### JOB:
Repeat exactly, and only, the lines from the line containing "Target: shirtless man" through the last line of the records below, including both.

### THE RECORDS:
┄┄┄┄┄┄┄┄┄┄┄┄┄┄┄┄┄┄┄┄
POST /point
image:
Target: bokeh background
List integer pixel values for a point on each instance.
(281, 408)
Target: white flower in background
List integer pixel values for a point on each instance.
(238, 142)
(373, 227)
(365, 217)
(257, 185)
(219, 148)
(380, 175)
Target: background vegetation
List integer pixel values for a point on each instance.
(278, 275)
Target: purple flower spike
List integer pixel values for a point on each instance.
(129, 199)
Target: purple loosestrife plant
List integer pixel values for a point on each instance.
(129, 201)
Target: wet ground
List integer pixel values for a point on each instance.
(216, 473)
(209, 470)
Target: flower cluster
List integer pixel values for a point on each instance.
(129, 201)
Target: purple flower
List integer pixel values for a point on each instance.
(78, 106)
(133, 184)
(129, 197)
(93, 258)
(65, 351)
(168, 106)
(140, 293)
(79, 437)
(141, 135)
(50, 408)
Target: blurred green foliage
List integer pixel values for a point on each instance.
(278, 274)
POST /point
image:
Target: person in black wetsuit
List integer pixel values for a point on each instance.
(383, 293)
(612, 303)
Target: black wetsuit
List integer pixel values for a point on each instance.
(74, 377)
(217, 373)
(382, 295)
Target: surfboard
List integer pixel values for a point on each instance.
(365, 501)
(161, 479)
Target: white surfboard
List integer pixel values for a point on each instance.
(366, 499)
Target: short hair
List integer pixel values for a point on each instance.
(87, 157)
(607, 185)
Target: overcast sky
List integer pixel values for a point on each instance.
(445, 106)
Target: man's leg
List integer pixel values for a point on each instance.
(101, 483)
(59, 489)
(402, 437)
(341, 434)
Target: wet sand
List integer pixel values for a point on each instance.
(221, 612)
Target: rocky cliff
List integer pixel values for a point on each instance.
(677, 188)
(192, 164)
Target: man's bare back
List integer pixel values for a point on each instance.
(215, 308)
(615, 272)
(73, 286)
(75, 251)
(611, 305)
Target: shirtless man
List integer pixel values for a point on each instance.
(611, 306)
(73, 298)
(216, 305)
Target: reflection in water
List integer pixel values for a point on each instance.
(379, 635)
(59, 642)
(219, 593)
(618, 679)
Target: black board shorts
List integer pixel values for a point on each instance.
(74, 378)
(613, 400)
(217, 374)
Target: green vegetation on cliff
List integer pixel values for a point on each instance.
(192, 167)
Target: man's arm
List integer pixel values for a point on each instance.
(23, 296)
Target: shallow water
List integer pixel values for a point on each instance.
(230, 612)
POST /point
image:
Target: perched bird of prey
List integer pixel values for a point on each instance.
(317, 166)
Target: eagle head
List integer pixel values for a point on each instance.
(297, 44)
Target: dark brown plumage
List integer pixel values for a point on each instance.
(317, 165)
┄┄┄┄┄┄┄┄┄┄┄┄┄┄┄┄┄┄┄┄
### RESPONSE:
Target: shirtless man
List integer pixel values for a point on each instance.
(611, 306)
(73, 298)
(216, 305)
Target: reflection in water
List integer pixel values for a point on each instance.
(379, 635)
(59, 642)
(219, 593)
(618, 679)
Target: black board shorts
List integer pixel values for a point on each instance.
(74, 378)
(613, 400)
(217, 374)
Target: green vegetation on cliff
List integer pixel values for a point on each instance.
(192, 167)
Target: man's arm
List integer pixel values for a point on each instance.
(23, 296)
Target: shallow water
List integer pixel values for a point on each instance.
(230, 612)
POST /point
image:
Target: perched bird of prey
List integer pixel values for a point on each instance.
(317, 166)
Target: eagle head
List integer pixel values for a point on each instance.
(297, 44)
Target: dark brown plumage
List integer pixel values for a point on each instance.
(317, 165)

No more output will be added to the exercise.